**Information provided:**
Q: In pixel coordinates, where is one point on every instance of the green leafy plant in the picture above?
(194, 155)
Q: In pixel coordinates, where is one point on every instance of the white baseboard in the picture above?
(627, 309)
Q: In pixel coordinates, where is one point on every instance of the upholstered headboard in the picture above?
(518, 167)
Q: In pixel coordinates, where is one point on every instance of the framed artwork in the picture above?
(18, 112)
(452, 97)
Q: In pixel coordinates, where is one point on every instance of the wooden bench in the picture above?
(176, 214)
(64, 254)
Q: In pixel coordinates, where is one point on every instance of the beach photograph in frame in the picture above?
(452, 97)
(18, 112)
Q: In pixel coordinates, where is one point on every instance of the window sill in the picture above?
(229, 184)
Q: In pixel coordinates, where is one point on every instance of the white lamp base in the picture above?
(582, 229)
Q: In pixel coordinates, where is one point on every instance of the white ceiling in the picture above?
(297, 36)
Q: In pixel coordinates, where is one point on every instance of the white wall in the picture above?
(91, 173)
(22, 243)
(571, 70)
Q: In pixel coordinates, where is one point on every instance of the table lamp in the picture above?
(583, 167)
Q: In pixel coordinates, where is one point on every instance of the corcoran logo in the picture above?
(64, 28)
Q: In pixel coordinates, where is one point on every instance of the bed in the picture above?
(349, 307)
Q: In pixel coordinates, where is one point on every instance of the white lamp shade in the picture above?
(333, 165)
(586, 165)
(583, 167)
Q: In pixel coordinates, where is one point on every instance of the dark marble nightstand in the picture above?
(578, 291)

* * *

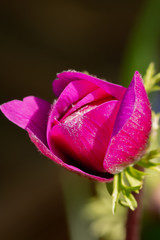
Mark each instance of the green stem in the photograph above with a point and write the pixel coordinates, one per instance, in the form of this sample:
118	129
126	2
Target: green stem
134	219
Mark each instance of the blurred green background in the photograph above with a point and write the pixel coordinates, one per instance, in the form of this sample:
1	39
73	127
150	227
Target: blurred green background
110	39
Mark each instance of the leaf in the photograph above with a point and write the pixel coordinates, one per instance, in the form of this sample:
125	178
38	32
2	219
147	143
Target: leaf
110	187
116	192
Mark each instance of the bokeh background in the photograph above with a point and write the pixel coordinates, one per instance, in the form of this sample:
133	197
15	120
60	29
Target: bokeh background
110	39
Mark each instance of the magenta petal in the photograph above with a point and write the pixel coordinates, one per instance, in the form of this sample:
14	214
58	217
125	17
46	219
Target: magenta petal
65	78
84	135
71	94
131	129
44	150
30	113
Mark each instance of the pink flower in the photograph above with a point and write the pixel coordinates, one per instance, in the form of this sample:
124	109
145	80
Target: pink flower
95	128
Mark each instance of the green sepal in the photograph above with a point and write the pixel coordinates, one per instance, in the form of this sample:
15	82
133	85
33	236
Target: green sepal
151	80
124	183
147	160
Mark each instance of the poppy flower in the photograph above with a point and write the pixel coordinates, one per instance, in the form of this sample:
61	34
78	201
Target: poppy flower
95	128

--

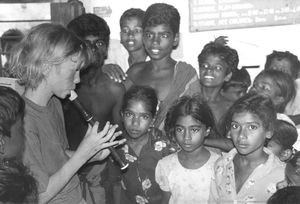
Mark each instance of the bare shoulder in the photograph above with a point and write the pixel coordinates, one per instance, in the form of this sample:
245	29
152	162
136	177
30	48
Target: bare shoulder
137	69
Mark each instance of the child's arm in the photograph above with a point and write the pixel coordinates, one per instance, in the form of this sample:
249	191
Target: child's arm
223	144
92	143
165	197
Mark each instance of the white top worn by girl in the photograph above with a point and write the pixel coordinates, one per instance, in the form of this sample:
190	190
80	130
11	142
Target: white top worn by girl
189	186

**Exercise prompt:**
Find every line in the material above that contains the word "magenta", and copy each of those lines in full. Case counts.

**Result of this exercise:**
Mark each instance of the magenta petal in the photograph above with a point and write the pixel coordinates, one per instance, in the form of this sample:
Target: magenta petal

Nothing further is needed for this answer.